## SUPPLIED TEXT
-.-.-
I hear a common set of questions from beginning programmers who feel they are struggling to get started.
- Why is programming so hard?
- How long does it take to be a good programmer?
- Should I consider a different career?
It is difficult to give a general answer to these questions, because the answers depend on the characteristics of the questioner.
I was fortunate to be a beginner when I was 13 years old. My parents saw a Texas Instruments 99/4A computer on sale at a department store and, on a whim, made a purchase. I find it ironic that department stores don’t sell computers anymore, but you can use a computer to buy anything you can find at a department store (as well as the junk bonds issued by those stores).
Despite all the improvements in the hardware, software, languages, and tools, I think it is harder to get started today than it was in the early days of the personal computer. Here are three reasons:
1. Applications today are more ambitious. ASCII interfaces are now user experiences, and even the simplest modern app is a distributed system that requires cryptography and a threat model.
2. Expectations are higher. Business users and consumers both expect more from software. Software has to be fast, easy, available, and secure.
3. Information is shallow.There’s plenty of content for beginners, but most of the material doesn’t teach anything with long term value. The 9 minute videos that are fashionable today demonstrate mechanical steps to reach a simplistic goal.
In other words, there is more to programming these days than just laying down code, and the breadth of knowledge you need keeps growing. In addition to networking, security, and design, add in the human elements of communication and team work. This is similar to the point in time when, to be a good physicist, you only needed to grasp algebra and geometry.
My suggestions to new developers are always:
1. Write more code. The more code you write, the more experience you’ll gain, and the more you’ll understand how software works. Write an application that you would use every day, or try to implement your own database or web server. The goal isn’t to build a production quality database. The goal is to gain some insight about how a database could work internally.
2. Read more code. When I started programming I read every bit of code I could find, which wasn’t much at the time. I remember typing in code listing from magazines. These days you can go to GitHub and read the code for database engines, compilers, web frameworks, operating systems, and more.
3. Have patience. This does take time.
As for the career question, I can’t give a yes or no answer. I will say if code is something you think about when you are not in front of a computer, than I recommend you stick with programming, you’ll go far.
From the outside, most software development projects look like a product of intelligent design. I think this is the fault of marketing, which describes software like this:
“Start using the globally scalable FooBar service today! We publish and consume any data using advanced machine learning algorithms to geo-locate your files and optimize them into cloud-native bundles of progressive web assembly!”.
In reality, developing software is more like the process of natural selection. Here’s a different description of the FooBar service from a member of the development team:
“Our VP has a sister-in-law who is a CIO at Amaze Bank. She gave our company a contract to re-write the bank’s clearinghouse business, which relied on 1 FTP server and 25 fax machines. Once we had the basic system in place the sales department started selling the software to other banks around the world. We had to localize into 15 different languages and add certificate validation overnight. Then the CTO told us to port all the code to Python because the future of our business will be containerized micro machine learning services in the cloud”.
This example might be a little silly, but software is more than business requirements and white board drawings. There are personalities, superstitions, random business events, and, tradeoffs made for survival.
-.-.-
## SUPPLIED MATERIAL
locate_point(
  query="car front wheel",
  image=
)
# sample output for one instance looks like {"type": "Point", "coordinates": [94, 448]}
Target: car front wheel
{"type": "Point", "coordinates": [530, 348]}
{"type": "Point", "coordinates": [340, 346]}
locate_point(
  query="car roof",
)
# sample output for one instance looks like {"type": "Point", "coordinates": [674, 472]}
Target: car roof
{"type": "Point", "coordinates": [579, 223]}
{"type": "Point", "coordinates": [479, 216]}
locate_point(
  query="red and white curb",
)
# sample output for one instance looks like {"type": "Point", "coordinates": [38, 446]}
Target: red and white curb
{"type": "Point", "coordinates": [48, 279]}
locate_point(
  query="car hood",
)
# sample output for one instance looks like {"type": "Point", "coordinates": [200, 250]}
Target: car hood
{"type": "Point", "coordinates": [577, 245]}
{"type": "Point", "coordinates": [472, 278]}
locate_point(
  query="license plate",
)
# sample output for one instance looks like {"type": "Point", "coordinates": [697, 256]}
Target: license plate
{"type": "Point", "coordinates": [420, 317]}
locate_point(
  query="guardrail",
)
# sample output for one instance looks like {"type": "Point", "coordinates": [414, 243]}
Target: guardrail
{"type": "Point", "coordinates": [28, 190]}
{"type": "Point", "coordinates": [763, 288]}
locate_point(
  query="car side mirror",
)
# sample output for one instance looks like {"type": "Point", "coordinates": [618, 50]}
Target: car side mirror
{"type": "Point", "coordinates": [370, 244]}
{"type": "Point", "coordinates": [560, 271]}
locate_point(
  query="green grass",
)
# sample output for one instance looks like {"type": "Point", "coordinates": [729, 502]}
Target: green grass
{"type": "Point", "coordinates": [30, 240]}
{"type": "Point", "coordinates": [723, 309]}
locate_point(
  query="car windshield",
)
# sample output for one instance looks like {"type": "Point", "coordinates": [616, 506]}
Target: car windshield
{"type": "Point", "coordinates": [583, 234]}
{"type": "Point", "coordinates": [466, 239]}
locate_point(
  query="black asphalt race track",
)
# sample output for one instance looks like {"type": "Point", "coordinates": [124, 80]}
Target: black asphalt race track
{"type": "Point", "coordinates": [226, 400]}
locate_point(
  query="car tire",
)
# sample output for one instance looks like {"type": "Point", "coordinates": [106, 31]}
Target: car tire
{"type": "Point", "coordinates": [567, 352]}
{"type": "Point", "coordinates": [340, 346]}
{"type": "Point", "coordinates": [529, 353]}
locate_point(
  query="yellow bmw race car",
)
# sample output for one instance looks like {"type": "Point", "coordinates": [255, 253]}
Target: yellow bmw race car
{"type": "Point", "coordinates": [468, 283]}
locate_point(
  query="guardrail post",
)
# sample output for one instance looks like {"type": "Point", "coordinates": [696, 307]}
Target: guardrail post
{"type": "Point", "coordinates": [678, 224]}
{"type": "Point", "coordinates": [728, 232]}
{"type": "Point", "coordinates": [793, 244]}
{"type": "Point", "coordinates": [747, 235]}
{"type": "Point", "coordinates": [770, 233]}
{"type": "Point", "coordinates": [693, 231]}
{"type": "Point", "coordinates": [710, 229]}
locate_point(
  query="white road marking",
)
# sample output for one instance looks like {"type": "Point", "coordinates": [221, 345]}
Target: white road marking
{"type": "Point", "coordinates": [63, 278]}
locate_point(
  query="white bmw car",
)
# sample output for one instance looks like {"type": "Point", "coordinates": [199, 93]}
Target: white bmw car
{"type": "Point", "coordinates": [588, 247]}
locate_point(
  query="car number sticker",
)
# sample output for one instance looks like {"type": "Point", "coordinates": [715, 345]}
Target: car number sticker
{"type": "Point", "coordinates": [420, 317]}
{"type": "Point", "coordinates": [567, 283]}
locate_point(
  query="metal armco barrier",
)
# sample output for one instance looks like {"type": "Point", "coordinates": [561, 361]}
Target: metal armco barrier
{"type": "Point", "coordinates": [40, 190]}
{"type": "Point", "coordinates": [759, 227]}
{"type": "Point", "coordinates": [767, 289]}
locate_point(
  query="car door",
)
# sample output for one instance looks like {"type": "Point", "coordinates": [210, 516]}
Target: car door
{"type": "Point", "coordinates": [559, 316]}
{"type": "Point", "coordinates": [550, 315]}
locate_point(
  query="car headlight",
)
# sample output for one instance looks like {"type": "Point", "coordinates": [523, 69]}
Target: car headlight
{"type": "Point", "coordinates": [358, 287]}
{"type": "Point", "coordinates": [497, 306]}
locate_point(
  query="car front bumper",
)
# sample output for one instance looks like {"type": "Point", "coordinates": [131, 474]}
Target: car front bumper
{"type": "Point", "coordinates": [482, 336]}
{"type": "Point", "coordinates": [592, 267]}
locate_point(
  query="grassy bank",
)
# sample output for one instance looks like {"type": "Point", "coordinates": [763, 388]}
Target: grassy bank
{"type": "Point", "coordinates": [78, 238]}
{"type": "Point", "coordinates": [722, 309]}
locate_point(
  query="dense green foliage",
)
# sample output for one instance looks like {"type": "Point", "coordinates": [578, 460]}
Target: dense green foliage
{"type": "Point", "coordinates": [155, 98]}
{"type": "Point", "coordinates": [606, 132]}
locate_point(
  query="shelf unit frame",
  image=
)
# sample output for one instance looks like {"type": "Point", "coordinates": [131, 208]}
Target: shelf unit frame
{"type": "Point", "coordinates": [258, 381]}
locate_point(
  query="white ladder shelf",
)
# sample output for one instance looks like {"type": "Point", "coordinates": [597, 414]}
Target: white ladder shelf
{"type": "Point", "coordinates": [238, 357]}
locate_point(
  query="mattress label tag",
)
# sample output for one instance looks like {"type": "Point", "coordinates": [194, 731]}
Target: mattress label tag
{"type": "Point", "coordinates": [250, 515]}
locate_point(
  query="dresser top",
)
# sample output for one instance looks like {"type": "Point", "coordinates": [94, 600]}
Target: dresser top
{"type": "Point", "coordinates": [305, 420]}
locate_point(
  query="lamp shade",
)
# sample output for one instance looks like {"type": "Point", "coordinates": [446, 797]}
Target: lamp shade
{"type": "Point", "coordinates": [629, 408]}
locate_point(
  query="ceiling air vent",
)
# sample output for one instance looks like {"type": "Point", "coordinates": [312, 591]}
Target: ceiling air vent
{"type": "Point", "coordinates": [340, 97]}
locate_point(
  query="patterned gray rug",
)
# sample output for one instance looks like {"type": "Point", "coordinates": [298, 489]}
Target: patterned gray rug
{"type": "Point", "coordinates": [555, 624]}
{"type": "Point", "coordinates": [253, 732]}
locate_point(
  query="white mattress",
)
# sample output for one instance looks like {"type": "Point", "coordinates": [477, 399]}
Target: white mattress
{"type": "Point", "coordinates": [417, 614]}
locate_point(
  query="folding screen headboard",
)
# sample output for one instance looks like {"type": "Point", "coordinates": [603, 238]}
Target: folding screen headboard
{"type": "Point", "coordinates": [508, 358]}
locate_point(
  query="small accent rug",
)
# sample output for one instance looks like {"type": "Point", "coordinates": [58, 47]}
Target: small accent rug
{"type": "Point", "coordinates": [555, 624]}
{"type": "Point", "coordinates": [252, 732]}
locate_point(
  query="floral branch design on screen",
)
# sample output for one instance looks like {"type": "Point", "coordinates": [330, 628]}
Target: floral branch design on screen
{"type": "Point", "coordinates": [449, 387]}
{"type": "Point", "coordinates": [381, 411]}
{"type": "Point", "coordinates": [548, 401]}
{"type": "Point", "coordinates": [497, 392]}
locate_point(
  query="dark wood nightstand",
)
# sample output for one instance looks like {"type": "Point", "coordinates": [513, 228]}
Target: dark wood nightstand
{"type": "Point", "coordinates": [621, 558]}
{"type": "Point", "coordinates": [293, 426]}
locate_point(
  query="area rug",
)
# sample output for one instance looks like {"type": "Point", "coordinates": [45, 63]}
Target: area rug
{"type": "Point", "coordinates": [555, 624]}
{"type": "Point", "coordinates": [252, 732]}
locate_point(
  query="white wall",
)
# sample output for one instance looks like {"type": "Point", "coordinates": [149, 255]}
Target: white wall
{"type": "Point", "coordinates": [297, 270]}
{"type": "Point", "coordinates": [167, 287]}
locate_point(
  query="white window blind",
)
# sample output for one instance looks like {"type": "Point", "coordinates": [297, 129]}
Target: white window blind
-.-.-
## WORK TO COMPLETE
1 > In the text about beginning programmers, what computer did the writer's parents buy?
2 > List every line of the listing that contains the word "headboard". Case counts.

## SOLUTIONS TO THE TASKS
1 > A Texas Instruments 99/4A.

2 >
  query="folding screen headboard",
Target: folding screen headboard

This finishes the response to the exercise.